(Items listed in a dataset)

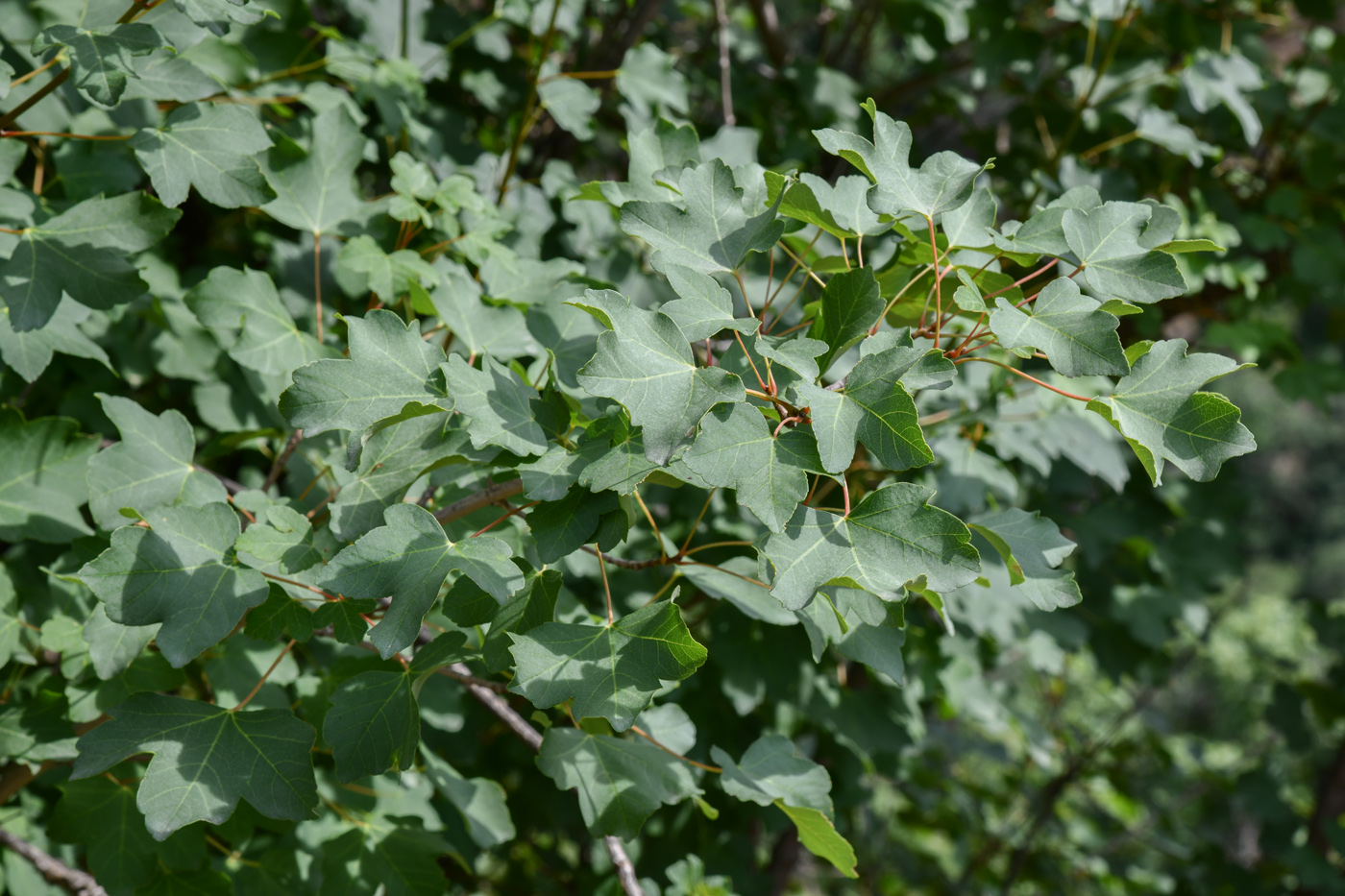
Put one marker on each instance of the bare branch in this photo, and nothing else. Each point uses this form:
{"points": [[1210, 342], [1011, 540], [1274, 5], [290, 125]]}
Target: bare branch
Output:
{"points": [[624, 868], [282, 458], [56, 871]]}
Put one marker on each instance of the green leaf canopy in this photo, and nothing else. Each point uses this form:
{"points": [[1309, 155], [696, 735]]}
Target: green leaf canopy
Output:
{"points": [[407, 559], [646, 363], [206, 759], [1163, 416], [608, 670], [619, 782], [83, 254], [712, 233], [179, 572], [389, 368], [890, 539], [208, 147]]}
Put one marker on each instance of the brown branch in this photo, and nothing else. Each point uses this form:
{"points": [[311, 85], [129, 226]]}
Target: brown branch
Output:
{"points": [[501, 708], [493, 494], [631, 564], [769, 24], [721, 19], [521, 727], [10, 117], [624, 868], [56, 871], [282, 458]]}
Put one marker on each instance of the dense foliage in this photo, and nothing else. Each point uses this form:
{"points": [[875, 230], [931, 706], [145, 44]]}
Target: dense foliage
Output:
{"points": [[672, 447]]}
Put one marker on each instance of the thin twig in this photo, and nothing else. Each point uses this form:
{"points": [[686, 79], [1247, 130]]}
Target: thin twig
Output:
{"points": [[10, 117], [607, 588], [282, 458], [262, 680], [37, 70], [318, 280], [53, 869], [721, 20], [493, 494], [501, 708], [672, 752], [658, 536], [698, 519], [231, 486], [1015, 370], [526, 120], [624, 868], [62, 133], [628, 564]]}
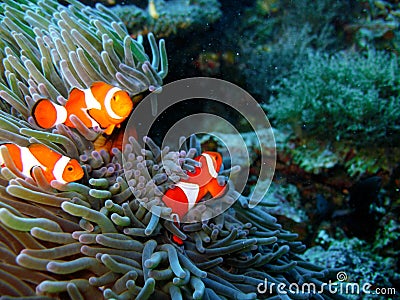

Given problem: Copy every one of the records above word for word, leaving out the pictures.

Worked answer:
Put one marker on each instance of the bare branch in this photo, and nothing else. Each point uses this form:
{"points": [[1210, 342], [1011, 540], [1274, 5], [290, 125]]}
Target: bare branch
Output:
{"points": [[624, 868], [282, 458], [56, 871]]}
Put one marker on each instance of the green leaf canopy in this photo, and nothing else. Each point uses this form:
{"points": [[1309, 155], [696, 735]]}
Target: green leaf canopy
Output:
{"points": [[407, 559], [646, 363], [206, 759], [1163, 416], [608, 670], [619, 782], [83, 254], [712, 233], [179, 572], [389, 368], [890, 539], [208, 147]]}
Put one marker on each instance of the brown branch in this photo, and nothing else. Each point uses this form:
{"points": [[311, 85], [129, 226]]}
Target: brown branch
Output:
{"points": [[501, 708], [493, 494], [631, 564], [769, 24], [721, 19], [521, 727], [10, 117], [624, 868], [56, 871], [282, 458]]}
Put one marker on each instance of the dense foliage in this photo, and nothing else. Each point uses this form:
{"points": [[875, 230], [931, 706], [145, 44]]}
Target: dense foliage
Output:
{"points": [[672, 447]]}
Put one marker on each instance of the thin twig in this photo, and nothing else. Each point uses this form:
{"points": [[686, 79], [1247, 130]]}
Target: thin twig
Output:
{"points": [[10, 117], [607, 588], [282, 458], [262, 680], [37, 70], [318, 280], [53, 869], [721, 20], [493, 494], [501, 708], [672, 752], [658, 536], [698, 519], [231, 486], [1015, 370], [526, 120], [624, 868], [62, 133], [628, 564]]}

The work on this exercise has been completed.